** Begin Passage **

About ESI Bytes

Free eDiscovery Podcasts

Why should there be any interest in a free resource on electronic discovery where top experts share their opinions and tips? The reason is the cost of electronic discovery and an ongoing lack of engagement with new tools and best practices. For hundreds of years, discovery in litigation was looking through boxes and reviewing paper documents. At the turn of this century, there was a realization that most information is no longer stored in paper format. The majority of communication is now stored in binary code format because it is created on computers. As a result, the complexity of discovery in litigation increased because most lawyers are not technologists. Many faced difficulties transitioning from paper discovery to electronic discovery.  Consequently, the goal of our educational podcasts is to help “crack the code” of eDiscovery so that best practices become more widely adopted.

** End Passage **

Given problem = Write the continuation of the passage about the ESI Bytes eDiscovery podcasts, picking up right after its final sentence.

** Begin Record extracts **

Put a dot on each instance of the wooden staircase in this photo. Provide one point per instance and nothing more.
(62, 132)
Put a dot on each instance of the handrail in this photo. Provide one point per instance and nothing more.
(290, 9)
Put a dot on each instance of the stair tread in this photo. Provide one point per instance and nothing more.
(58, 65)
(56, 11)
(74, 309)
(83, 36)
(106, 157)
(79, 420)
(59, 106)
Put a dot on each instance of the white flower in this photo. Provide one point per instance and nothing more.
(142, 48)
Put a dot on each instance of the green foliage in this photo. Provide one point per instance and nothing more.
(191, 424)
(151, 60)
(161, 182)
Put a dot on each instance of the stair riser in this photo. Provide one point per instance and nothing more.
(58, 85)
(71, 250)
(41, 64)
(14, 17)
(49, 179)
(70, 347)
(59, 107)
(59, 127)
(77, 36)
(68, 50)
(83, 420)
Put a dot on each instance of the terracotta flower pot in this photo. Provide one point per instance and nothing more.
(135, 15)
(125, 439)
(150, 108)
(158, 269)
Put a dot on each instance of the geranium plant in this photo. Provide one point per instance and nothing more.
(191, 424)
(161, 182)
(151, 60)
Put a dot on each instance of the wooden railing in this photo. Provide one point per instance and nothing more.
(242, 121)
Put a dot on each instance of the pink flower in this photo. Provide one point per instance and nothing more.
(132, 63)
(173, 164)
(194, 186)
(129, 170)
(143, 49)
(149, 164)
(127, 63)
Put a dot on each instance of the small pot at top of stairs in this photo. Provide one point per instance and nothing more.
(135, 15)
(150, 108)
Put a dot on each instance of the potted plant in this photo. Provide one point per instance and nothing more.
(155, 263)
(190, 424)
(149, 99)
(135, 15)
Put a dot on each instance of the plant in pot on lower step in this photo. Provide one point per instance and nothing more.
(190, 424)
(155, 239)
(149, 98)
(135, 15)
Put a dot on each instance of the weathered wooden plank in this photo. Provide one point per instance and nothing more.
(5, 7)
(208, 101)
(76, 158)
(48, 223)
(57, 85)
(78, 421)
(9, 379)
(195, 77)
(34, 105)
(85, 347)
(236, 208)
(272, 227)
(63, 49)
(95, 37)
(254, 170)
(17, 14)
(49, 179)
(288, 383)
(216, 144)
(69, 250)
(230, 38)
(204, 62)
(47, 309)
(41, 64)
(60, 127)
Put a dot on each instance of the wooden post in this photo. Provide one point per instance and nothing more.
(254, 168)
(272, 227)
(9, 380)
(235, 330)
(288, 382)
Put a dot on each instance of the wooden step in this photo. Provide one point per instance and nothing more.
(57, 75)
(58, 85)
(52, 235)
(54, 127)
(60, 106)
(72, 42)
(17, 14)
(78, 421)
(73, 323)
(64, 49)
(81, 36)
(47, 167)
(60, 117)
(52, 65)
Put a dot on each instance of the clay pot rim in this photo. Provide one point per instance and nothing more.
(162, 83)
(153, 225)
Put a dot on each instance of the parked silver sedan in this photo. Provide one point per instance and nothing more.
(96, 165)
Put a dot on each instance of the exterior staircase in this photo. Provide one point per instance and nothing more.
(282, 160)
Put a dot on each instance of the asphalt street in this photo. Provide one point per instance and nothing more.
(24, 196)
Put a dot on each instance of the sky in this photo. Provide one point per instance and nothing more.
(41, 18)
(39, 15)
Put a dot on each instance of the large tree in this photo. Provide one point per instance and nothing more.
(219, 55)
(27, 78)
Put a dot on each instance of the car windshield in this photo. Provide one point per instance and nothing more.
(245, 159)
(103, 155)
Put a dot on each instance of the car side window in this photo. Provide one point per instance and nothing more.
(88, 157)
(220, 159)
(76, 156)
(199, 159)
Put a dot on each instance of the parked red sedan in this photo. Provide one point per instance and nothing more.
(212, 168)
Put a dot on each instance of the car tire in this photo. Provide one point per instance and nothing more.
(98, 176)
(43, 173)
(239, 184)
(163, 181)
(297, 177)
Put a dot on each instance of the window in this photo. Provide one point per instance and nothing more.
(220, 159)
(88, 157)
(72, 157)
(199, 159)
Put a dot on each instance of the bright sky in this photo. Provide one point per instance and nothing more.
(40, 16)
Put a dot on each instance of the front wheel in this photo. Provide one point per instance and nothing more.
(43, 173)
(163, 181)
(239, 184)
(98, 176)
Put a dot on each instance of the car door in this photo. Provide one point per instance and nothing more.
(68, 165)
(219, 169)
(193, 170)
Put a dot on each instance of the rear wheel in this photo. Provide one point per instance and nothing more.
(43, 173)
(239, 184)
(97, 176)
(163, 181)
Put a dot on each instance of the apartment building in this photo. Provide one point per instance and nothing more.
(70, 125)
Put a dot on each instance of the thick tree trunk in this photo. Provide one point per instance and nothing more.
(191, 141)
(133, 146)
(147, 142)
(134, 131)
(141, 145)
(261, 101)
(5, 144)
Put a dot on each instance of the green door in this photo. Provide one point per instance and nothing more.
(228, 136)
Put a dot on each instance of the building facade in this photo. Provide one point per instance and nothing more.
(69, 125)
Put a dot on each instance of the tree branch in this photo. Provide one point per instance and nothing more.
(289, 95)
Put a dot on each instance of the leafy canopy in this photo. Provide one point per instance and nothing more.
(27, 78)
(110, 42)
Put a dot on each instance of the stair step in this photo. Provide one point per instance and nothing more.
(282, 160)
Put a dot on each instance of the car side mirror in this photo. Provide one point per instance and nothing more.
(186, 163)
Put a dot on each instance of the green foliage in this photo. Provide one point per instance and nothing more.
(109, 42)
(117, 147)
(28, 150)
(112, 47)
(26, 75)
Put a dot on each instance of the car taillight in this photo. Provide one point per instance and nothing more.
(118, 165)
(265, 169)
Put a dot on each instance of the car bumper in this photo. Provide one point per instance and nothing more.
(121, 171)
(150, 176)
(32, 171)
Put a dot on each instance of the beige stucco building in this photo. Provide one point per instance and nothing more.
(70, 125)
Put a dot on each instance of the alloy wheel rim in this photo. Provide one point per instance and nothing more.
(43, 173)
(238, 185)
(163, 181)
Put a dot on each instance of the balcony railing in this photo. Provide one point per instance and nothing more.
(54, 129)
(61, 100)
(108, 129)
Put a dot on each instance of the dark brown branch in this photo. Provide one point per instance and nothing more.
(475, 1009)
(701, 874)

** End Record extracts **

Answer to the exercise =
To help address the changing discovery landscape, there were new federal rules for electronic discovery passed in December 2006 to provide some guidance.  Influential volunteer think tanks like The Sedona Conference and The Electronic Discovery Reference Model were formed to accumulate the thoughts of the small number of lawyers and technologists who were focused on this issue.  As a result, a cottage industry of electronic discovery CLE’s sprung up. These were and remain helpful tools. However, for mainstream lawyers, judges, technologists and litigants, these tools are still not enough to reach them when faced with an electronic discovery problem.

The last few years have seen a number of fringe cases where painful points about electronic discovery and what can happen when litigants do not treat it seriously have been decided. Zubulake, Qualcomm, Morgan Stanley are cases where litigants were “bit by electronic discovery.” In the backdrop of the pain of these cases, there is progress being made. However, the issue of electronic discovery still faces a “tipping point” where the legal community in general becomes comfortable with the fact that most evidence is in electronic format and deals with cases with e-discovery processes and full engagement. Frankly, the industry still cries out for more best practices and processes to emerge guiding litigants on how they need to approach Electronically Stored Information (ESI) for electronic discovery. This requires additional tools to be developed and processes to tackle the issue of how to approach electronic discovery efficiently without having to review every electronic document and to be more cost effective. In a nutshell, there is still plenty of learning resources needed in the electronic discovery field.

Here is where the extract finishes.